→ Exercise task
Quote every one of the records below word for word, keeping each line unchanged and in its original order.

→ Entries provided
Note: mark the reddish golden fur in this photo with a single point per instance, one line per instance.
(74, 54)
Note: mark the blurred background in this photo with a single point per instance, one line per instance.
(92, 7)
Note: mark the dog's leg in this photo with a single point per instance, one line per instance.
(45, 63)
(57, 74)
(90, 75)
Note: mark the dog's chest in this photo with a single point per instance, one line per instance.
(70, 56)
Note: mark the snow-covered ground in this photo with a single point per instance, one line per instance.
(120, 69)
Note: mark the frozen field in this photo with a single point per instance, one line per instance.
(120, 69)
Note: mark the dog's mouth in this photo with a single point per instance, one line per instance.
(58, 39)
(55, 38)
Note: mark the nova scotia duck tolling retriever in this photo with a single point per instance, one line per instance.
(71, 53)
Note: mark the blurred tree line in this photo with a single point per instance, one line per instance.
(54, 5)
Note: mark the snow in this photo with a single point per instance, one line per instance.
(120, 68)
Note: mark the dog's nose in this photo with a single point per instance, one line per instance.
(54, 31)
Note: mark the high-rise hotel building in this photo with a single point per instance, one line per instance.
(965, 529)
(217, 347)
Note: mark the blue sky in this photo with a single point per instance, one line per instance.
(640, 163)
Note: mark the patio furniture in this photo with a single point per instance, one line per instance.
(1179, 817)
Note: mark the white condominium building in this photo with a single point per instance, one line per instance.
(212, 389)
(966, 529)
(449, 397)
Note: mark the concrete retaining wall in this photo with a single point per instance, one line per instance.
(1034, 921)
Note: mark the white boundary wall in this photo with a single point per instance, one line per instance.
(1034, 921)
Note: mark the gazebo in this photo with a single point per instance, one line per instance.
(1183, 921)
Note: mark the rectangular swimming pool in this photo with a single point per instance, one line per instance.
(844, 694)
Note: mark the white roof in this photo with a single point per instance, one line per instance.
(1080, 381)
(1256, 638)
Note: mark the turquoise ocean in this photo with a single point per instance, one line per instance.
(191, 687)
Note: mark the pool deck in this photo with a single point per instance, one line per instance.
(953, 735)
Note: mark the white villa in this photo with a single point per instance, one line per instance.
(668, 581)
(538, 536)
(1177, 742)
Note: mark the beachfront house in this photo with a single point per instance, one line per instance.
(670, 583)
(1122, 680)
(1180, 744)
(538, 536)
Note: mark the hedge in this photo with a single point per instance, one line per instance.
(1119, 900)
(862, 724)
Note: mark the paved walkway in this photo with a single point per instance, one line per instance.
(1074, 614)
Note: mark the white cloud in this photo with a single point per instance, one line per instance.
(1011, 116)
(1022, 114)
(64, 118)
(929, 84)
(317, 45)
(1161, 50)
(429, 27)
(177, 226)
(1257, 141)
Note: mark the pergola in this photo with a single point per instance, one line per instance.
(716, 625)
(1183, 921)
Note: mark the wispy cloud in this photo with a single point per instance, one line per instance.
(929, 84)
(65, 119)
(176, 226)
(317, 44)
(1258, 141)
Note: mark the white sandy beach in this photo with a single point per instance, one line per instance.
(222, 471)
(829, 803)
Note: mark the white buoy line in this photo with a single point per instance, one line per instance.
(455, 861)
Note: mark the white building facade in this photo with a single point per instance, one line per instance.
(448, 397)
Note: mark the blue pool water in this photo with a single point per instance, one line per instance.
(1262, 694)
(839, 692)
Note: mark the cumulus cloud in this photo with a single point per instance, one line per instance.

→ Answer to this problem
Note: mark the reddish golden fur in this photo with a single point per instance, one line per instance.
(74, 54)
Note: mark the blurred background in this photo with a single point per instance, one line per instance.
(92, 7)
Note: mark the dog's leg in this photo with a single point per instance, one line per instance.
(45, 63)
(57, 74)
(90, 75)
Note: mark the dog's chest in this photo with a single point per instance, one line per instance.
(70, 56)
Note: mark the snow-covered ground in this photo with a single point per instance, one line per instance.
(120, 69)
Note: mark the frozen field in this photo with a single point per instance, one line per instance.
(120, 69)
Note: mark the dog's mouth in this photo with a single point per instance, one line per instance.
(58, 39)
(55, 38)
Note: mark the nova scotia duck tolling retriever in this photo with a single point per instance, one line per instance.
(71, 53)
Note: mark the blurred tree line in this photo with a single point per instance, one line per instance.
(54, 5)
Note: mark the snow in this photo with a single point per instance, one line per instance.
(120, 68)
Note: mark the dog's nose in this photo with a single point per instance, one line per instance.
(54, 31)
Note: mark the high-rise hotel building in this photo with a single point per instance, one line per instance.
(965, 529)
(217, 347)
Note: mark the blue sky in this photo with a single point per instance, one line per instance.
(640, 163)
Note: mark the patio furniture in this photo with a single point per instance, one line per instance.
(1179, 817)
Note: mark the white condominium building in this photo with a single point per instance, one line per instance.
(212, 389)
(966, 529)
(449, 397)
Note: mark the concrete retaining wall in this photo with a single point per instance, one line per instance.
(1034, 921)
Note: mark the white boundary wall in this photo with a single point per instance, one line per instance.
(1034, 921)
Note: mark the gazebo in this photo with a single point per instance, one line per instance.
(1183, 921)
Note: mark the rectangular swimming pool in this photo with a single point per instance, one line per instance.
(844, 694)
Note: mark the white roof in this photo with a single point per instance, one line per instance.
(1080, 381)
(1256, 638)
Note: mark the turquoise ocean in this photo with a single point per instance, one line per instance.
(191, 687)
Note: mark the pool deck in this photo with a single point per instance, one line per instance.
(953, 735)
Note: mark the white villa in this photo with a single point per instance, one line per instance.
(668, 581)
(538, 536)
(1177, 742)
Note: mark the beachfront house in this photo with a single point per instance, one line per instance.
(670, 583)
(1122, 680)
(1180, 744)
(538, 536)
Note: mark the hedge in this photo with a single point per instance, one line per instance.
(1119, 900)
(862, 724)
Note: mark the paved walkway in this photo with a single point per instance, one line per instance.
(1074, 614)
Note: mark the white cloud in this photo with a single point per instance, one line per instance.
(1011, 116)
(1022, 114)
(64, 118)
(929, 84)
(317, 45)
(1161, 50)
(429, 27)
(177, 226)
(1257, 141)
Note: mark the pergola in this photo with a single point per instance, one line per instance.
(716, 625)
(1183, 921)
Note: mark the wispy cloud in this photo with a single point per instance, one line per instance.
(929, 84)
(65, 119)
(176, 226)
(317, 44)
(1258, 141)
Note: mark the white sandy beach in this photo with a single point per instance, one line per instance.
(222, 471)
(829, 803)
Note: mark the white buoy line in this photo with a single point per instance, one line per instance.
(455, 861)
Note: mark the white building facade in this photo with a single point per instance, one line per instance.
(448, 397)
Note: mark the blue pool water in this photo with a single point per instance, one line per instance.
(1262, 694)
(839, 692)
Note: mark the cumulus cloud in this photo with a single point per instance, one line per instance.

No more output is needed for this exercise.